**Material shown**:
▼
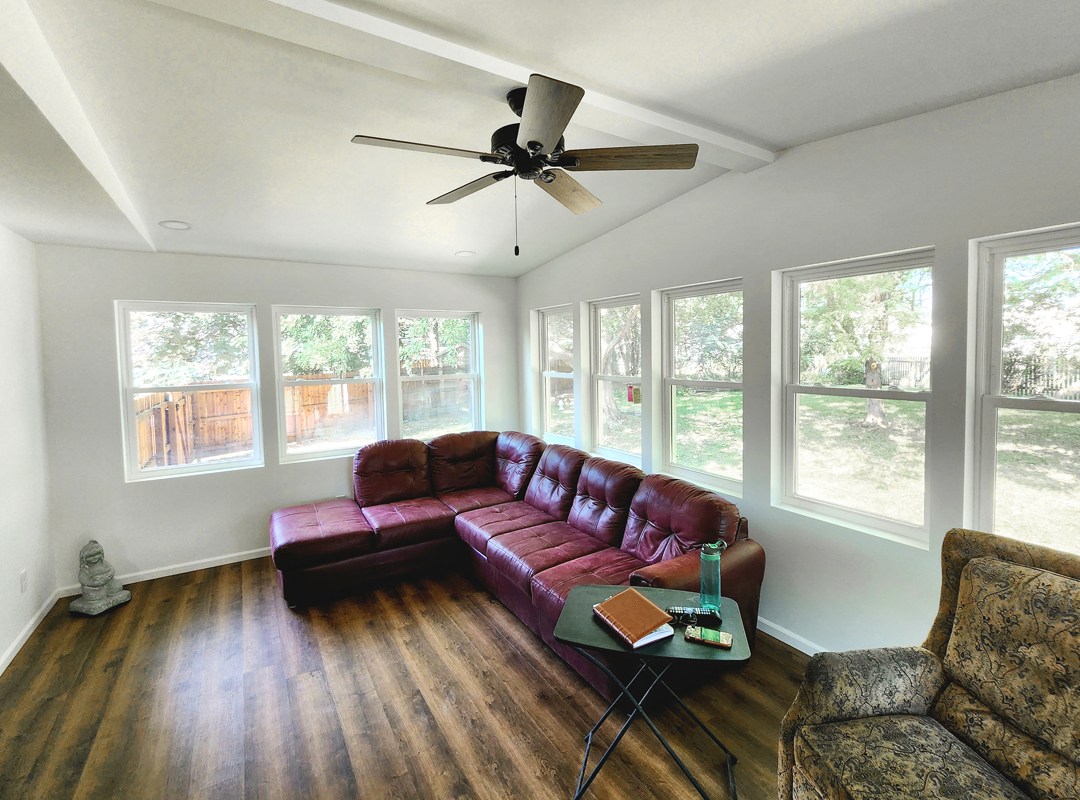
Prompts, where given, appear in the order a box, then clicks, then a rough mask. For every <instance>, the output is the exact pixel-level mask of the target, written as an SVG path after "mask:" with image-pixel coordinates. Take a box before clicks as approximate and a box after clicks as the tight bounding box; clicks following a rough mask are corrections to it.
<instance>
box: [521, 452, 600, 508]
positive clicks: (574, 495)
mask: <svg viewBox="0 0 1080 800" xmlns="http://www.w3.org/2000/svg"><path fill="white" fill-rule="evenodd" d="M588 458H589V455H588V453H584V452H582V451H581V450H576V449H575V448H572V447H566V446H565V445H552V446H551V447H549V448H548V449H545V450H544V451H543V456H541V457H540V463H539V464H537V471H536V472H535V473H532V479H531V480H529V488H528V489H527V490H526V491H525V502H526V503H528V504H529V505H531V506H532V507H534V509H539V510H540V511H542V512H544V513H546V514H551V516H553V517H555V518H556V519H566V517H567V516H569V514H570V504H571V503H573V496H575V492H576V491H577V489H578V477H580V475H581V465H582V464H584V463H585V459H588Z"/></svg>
▲
▼
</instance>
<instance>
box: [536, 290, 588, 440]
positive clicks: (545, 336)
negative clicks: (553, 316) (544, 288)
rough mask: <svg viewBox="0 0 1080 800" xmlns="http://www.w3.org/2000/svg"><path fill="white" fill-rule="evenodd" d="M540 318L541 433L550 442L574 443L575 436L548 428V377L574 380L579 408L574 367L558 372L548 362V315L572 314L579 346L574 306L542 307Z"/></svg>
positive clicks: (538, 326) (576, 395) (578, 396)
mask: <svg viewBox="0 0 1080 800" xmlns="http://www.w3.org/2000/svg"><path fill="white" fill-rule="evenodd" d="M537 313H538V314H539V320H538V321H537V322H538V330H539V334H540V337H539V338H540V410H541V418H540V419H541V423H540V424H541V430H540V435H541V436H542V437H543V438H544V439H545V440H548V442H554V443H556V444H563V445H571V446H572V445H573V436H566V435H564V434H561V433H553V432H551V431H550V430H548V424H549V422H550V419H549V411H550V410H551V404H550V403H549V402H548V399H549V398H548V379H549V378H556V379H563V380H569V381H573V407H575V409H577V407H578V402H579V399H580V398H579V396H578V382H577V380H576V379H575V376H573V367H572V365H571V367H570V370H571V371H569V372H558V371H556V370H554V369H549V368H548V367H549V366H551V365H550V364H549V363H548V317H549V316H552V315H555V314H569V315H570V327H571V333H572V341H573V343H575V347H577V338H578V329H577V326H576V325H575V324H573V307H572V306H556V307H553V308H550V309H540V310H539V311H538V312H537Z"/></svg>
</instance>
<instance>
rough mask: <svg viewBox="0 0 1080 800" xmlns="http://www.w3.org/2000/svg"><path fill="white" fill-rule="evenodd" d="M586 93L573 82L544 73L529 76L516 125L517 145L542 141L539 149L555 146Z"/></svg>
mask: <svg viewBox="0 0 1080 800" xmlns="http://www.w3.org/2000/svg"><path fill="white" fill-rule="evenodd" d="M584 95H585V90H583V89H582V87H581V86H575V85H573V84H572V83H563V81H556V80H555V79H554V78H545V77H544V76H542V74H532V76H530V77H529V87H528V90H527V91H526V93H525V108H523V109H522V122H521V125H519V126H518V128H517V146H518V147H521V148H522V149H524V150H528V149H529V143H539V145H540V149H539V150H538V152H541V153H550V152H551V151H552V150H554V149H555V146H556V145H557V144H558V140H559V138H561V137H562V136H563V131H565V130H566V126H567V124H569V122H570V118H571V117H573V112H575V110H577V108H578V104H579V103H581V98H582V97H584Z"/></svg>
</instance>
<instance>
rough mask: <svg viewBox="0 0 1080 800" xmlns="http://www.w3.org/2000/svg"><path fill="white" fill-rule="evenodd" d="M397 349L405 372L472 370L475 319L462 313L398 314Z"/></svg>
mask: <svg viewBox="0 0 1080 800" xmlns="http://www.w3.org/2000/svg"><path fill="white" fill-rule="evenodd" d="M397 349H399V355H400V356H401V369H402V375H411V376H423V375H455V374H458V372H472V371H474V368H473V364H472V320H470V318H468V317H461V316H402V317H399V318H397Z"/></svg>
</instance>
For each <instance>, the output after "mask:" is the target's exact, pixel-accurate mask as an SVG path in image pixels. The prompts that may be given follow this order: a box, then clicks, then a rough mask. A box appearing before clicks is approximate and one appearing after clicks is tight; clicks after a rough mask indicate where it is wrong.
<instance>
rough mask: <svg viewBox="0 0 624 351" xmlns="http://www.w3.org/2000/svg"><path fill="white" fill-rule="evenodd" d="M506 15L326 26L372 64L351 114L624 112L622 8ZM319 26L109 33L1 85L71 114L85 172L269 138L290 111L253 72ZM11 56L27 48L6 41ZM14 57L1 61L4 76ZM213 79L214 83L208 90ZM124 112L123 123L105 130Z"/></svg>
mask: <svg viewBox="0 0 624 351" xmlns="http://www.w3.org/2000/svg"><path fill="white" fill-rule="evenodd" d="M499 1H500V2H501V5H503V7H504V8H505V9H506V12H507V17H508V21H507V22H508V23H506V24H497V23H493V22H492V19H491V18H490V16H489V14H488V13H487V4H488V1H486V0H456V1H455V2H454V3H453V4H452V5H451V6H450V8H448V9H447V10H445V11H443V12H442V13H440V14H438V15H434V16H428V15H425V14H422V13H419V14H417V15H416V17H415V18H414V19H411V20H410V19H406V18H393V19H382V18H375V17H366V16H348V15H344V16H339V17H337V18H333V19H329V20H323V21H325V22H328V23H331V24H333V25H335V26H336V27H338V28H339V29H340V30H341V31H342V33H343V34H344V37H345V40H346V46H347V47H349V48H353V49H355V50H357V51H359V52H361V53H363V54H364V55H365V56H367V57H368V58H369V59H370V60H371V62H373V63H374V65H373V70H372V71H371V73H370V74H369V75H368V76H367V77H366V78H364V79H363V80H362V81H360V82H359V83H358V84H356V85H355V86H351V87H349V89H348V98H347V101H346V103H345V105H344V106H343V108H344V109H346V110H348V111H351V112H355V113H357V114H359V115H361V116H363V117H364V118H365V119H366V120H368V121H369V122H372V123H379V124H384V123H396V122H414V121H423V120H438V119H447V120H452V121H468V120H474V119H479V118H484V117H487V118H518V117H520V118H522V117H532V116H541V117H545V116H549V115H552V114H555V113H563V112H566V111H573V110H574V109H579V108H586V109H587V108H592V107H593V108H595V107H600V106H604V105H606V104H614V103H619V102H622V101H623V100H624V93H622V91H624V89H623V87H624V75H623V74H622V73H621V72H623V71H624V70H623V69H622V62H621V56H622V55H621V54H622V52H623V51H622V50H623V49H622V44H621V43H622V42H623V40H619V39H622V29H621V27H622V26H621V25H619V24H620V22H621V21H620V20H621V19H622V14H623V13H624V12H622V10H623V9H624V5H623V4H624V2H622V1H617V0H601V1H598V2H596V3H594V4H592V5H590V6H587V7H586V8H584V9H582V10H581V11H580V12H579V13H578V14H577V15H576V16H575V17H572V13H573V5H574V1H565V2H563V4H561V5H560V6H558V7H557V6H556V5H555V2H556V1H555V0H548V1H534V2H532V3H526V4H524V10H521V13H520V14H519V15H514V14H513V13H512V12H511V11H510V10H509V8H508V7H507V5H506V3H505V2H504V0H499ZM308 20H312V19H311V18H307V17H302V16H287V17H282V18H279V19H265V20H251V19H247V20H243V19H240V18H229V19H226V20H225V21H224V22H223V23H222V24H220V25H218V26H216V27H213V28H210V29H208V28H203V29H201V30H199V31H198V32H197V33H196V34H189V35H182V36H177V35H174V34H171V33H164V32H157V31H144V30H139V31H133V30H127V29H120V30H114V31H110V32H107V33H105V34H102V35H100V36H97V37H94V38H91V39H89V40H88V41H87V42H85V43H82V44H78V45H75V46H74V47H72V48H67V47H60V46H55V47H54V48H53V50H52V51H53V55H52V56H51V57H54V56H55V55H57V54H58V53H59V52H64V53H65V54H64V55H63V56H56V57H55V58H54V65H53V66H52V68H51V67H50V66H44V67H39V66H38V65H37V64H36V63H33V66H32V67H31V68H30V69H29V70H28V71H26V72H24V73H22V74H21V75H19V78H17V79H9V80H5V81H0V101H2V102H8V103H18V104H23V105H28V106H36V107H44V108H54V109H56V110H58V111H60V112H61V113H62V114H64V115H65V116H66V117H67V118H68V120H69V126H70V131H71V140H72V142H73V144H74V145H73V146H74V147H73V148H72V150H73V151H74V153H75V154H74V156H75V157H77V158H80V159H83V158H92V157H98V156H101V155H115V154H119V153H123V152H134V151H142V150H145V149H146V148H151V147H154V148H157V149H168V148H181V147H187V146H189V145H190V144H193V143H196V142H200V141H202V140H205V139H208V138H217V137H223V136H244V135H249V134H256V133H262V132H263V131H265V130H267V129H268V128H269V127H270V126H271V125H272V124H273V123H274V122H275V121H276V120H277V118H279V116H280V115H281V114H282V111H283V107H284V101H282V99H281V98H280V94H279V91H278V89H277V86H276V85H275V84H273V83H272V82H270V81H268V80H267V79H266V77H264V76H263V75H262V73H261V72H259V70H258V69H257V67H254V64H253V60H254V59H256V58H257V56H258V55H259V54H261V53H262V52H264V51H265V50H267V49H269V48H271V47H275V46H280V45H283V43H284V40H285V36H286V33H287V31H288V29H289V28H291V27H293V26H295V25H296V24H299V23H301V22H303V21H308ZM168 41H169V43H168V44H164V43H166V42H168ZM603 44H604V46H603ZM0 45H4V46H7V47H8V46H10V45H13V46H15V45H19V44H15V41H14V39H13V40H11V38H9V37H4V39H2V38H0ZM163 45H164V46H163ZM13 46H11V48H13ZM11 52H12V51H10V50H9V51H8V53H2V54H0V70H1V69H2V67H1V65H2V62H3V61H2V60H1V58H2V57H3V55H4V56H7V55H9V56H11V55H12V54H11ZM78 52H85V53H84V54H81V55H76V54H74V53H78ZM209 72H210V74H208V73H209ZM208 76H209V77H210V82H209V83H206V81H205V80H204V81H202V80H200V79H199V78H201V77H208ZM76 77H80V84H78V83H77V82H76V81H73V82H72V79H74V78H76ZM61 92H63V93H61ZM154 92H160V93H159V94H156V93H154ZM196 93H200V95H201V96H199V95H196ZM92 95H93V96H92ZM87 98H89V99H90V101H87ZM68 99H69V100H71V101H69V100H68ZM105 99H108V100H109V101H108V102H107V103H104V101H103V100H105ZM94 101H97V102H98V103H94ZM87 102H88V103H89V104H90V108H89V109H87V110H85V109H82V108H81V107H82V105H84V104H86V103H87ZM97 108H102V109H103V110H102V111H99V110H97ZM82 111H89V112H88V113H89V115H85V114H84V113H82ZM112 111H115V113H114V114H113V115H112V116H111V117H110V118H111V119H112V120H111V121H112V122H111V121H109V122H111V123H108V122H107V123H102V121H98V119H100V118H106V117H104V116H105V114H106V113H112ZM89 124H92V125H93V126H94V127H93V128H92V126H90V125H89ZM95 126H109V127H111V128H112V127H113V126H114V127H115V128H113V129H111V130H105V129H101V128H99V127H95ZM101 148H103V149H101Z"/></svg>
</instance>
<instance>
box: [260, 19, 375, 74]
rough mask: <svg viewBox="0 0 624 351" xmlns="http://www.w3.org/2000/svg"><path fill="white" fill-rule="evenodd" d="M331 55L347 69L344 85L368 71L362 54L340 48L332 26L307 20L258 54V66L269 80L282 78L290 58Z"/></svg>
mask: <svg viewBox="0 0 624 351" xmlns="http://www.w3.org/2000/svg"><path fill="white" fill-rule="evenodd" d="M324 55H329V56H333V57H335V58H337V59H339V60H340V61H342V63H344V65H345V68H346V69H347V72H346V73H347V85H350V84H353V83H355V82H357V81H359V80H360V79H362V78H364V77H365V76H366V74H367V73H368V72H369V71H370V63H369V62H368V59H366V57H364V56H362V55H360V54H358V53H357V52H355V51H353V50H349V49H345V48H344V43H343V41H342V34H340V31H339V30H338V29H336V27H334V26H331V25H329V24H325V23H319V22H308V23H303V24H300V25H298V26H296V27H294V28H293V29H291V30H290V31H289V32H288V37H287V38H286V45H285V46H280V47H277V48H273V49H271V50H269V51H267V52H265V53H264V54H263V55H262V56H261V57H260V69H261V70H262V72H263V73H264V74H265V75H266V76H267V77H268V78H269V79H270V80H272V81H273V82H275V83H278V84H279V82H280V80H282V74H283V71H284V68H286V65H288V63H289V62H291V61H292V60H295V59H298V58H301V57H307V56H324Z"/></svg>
▲
**Exercise goal**: From the records above, output word for word the lines beginning with the line that contains "Prompts, where given, appear" and ending with the line that contains "positive clicks: (574, 495)", both included.

**Written response**:
Prompts, where given, appear in the order a box, then clicks, then a rough mask. For every <instance>, the output is the exact pixel-level mask of the target, written as an SVG path after "mask:" with image-pixel coordinates. Take a box before clicks as approximate and a box after clicks as the tight bounding box; clicks following a rough mask are corrections to it.
<instance>
box: [521, 452, 600, 508]
positive clicks: (574, 495)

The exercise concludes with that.